* **ÉNONCÉ**:
Pourriez-vous reproduire telles quelles les lignes des entrées, en commençant au tout début et en terminant par la ligne qui contient « [[35,56],[36,56],[36,60],[38,60],[38,51],[34,52]] », ces deux bornes incluses ? Laissez les images de côté dans votre réponse.

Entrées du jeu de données
──────────────────────────────

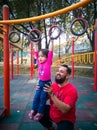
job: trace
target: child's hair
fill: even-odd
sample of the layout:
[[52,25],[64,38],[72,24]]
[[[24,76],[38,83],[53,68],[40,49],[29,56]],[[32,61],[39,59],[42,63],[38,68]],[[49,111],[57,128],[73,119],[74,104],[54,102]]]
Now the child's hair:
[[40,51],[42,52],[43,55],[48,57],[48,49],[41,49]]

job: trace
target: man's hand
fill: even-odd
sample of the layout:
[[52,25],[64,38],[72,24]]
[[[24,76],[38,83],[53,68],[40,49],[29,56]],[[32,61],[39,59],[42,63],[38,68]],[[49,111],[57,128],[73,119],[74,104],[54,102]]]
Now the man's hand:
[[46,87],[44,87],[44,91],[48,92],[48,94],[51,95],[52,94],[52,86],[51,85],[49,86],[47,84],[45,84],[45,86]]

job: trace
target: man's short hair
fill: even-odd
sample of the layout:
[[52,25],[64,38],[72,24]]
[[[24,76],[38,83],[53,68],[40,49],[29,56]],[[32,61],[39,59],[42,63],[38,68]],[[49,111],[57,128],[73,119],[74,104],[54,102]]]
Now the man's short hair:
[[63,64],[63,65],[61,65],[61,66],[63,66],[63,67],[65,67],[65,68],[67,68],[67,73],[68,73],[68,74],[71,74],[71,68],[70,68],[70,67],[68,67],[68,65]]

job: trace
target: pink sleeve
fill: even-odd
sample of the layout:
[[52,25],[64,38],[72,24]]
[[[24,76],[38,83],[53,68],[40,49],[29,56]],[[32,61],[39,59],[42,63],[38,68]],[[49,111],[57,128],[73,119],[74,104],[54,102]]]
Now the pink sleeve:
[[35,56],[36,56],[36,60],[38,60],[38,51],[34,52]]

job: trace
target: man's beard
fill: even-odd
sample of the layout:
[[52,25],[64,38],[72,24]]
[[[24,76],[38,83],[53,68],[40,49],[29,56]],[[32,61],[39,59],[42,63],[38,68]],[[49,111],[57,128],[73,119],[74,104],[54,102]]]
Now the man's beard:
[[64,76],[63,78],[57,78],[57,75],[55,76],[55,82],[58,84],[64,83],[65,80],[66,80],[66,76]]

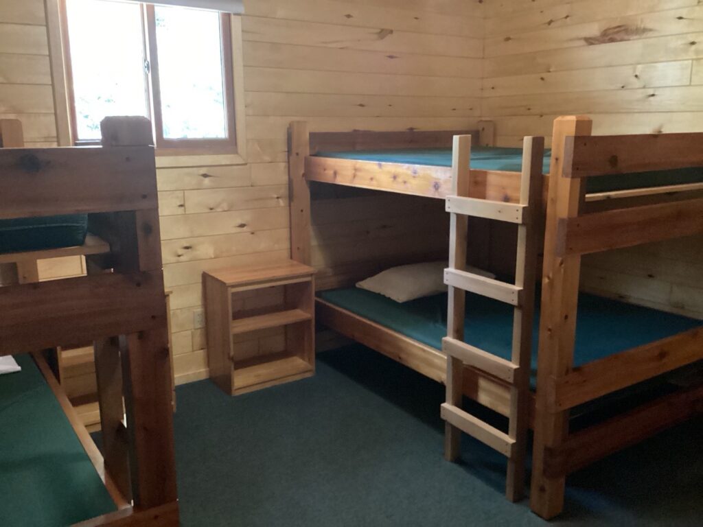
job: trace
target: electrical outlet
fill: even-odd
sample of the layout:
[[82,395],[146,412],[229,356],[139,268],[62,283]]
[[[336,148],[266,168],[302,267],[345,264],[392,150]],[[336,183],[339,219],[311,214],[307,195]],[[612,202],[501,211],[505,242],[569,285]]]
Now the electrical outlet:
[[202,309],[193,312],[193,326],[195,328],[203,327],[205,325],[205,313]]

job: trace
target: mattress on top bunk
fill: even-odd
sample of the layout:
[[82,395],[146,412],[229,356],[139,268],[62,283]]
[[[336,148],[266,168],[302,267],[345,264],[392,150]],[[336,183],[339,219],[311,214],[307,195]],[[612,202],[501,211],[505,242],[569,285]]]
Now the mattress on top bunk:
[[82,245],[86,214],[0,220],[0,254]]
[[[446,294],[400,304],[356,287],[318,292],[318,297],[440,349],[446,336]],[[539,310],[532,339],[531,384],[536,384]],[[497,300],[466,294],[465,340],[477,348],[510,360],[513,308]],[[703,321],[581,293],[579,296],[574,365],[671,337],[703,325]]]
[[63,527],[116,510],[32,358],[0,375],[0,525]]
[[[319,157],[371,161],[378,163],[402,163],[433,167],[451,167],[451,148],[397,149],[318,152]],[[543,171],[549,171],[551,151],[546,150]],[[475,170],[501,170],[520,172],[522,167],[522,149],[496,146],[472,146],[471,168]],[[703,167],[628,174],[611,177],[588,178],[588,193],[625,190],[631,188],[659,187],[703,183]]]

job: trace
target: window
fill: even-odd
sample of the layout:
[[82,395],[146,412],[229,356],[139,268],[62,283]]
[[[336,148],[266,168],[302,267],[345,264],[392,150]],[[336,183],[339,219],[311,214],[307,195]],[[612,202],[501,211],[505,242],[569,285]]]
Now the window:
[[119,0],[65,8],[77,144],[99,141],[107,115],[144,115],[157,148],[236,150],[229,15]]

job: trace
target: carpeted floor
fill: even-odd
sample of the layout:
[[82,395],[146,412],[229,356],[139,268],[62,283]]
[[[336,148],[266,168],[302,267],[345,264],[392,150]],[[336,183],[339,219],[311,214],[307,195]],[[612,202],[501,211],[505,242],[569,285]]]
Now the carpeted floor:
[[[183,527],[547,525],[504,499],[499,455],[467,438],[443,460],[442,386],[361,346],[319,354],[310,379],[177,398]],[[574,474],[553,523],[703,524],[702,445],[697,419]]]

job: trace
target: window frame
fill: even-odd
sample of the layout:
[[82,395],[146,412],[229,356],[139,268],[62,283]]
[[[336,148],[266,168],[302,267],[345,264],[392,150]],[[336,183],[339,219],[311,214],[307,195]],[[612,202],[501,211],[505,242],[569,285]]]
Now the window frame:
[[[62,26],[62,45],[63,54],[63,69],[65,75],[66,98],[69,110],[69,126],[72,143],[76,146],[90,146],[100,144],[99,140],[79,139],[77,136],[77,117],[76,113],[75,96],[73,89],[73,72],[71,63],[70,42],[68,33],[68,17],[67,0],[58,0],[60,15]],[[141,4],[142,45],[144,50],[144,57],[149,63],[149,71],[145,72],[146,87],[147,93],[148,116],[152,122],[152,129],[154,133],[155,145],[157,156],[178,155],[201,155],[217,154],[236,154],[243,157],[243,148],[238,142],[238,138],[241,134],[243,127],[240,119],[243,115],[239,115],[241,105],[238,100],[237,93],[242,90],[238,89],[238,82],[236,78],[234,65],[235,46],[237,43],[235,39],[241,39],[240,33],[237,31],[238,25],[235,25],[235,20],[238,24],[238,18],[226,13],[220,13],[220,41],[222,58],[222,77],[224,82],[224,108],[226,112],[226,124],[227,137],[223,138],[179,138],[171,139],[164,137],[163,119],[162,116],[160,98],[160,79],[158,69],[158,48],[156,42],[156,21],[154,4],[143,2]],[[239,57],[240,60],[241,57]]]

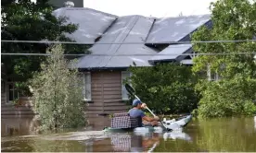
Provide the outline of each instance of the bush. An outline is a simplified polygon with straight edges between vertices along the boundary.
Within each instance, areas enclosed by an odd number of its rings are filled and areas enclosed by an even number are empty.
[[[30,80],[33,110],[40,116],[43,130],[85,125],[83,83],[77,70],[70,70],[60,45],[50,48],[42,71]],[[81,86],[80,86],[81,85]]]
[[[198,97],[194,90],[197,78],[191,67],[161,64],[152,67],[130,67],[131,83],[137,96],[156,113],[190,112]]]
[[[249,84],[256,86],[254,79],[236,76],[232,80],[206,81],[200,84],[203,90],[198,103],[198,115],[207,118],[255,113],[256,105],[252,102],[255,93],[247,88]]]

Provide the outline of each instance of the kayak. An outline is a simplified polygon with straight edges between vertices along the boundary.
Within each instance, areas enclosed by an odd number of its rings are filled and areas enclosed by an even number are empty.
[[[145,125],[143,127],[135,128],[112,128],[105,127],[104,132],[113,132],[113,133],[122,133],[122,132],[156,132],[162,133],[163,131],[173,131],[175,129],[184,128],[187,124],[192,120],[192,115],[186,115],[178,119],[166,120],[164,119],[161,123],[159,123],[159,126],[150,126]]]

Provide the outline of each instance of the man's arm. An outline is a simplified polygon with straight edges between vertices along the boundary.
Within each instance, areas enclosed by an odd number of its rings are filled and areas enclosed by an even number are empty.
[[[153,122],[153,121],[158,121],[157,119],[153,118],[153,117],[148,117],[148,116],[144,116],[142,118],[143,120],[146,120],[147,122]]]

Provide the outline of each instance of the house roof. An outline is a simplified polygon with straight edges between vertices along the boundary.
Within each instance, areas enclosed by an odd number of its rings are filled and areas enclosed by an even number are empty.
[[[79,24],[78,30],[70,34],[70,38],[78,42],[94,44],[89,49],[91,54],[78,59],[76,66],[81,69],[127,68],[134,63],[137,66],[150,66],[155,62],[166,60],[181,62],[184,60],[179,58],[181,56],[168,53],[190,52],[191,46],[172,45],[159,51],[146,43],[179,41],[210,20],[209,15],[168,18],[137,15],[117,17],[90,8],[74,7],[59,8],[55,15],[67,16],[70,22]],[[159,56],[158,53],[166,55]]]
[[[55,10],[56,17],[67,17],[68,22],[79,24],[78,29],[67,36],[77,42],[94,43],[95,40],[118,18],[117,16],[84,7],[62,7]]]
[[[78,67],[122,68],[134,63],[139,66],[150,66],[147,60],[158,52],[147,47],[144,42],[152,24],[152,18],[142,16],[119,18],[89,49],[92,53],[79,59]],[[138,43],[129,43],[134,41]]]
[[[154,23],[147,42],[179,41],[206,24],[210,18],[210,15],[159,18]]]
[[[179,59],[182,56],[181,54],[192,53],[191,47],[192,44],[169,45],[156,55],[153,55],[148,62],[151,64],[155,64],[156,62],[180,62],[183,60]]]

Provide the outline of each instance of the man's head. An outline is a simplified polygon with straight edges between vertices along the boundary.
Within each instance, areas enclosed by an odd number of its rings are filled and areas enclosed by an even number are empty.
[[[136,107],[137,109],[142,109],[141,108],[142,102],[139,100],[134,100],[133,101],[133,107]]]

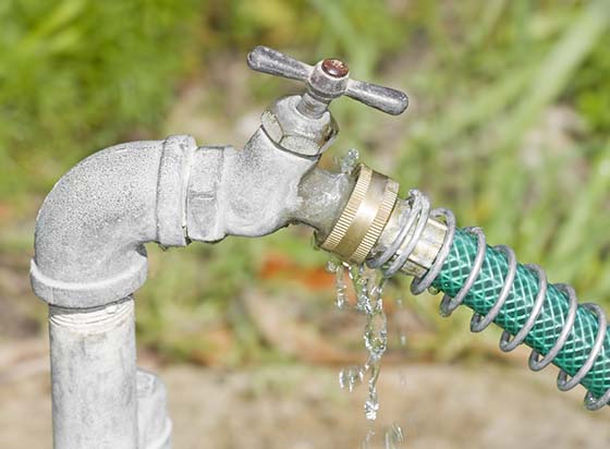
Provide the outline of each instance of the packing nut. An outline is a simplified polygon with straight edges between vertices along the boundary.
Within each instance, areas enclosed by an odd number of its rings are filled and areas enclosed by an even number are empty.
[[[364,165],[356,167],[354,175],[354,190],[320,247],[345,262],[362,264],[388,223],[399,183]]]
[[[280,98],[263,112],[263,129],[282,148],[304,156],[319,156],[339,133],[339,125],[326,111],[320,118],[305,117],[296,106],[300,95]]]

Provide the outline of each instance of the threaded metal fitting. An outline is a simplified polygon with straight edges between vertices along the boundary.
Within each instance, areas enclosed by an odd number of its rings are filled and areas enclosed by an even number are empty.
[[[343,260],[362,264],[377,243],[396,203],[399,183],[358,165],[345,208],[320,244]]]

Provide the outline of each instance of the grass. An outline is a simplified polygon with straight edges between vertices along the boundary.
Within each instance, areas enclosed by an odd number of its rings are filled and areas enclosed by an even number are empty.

──────────────────────────────

* **SOLUTION DÉTAILLÉE**:
job: trace
target: child's hair
fill: even-odd
sample of the layout:
[[52,25],[64,38],[72,24]]
[[[24,76],[38,83],[53,68],[40,49],[29,56]],[[32,61],[39,59],[42,63],[38,68]],[[49,111],[57,128],[73,119],[74,104],[54,102]]]
Now the child's hair:
[[40,51],[42,52],[43,55],[48,57],[48,49],[41,49]]

job: trace
target: man's hand
fill: even-odd
sample of the layout:
[[52,25],[64,38],[72,24]]
[[[24,76],[38,83],[53,68],[40,49],[29,56]],[[32,61],[39,59],[42,63],[38,68]],[[49,111],[57,128],[73,119],[74,104],[54,102]]]
Now the man's hand:
[[46,87],[44,87],[44,91],[48,92],[48,94],[51,95],[52,94],[52,86],[51,85],[49,86],[47,84],[45,84],[45,86]]

job: trace
target: man's short hair
fill: even-odd
sample of the layout:
[[52,25],[64,38],[72,24]]
[[[24,76],[38,83],[53,68],[40,49],[29,56]],[[32,61],[39,59],[42,63],[38,68]],[[49,111],[57,128],[73,119],[74,104],[54,102]]]
Now the man's short hair:
[[63,64],[63,65],[61,65],[61,66],[63,66],[63,67],[65,67],[65,68],[67,68],[67,73],[68,73],[68,74],[71,74],[71,68],[70,68],[70,67],[68,67],[68,65]]

job: trace
target: pink sleeve
fill: even-odd
sample of the layout:
[[52,25],[64,38],[72,24]]
[[[24,76],[38,83],[53,68],[40,49],[29,56]],[[32,61],[39,59],[42,63],[38,68]],[[49,111],[57,128],[73,119],[74,104],[54,102]]]
Now the pink sleeve:
[[35,56],[36,56],[36,60],[38,60],[38,51],[34,52]]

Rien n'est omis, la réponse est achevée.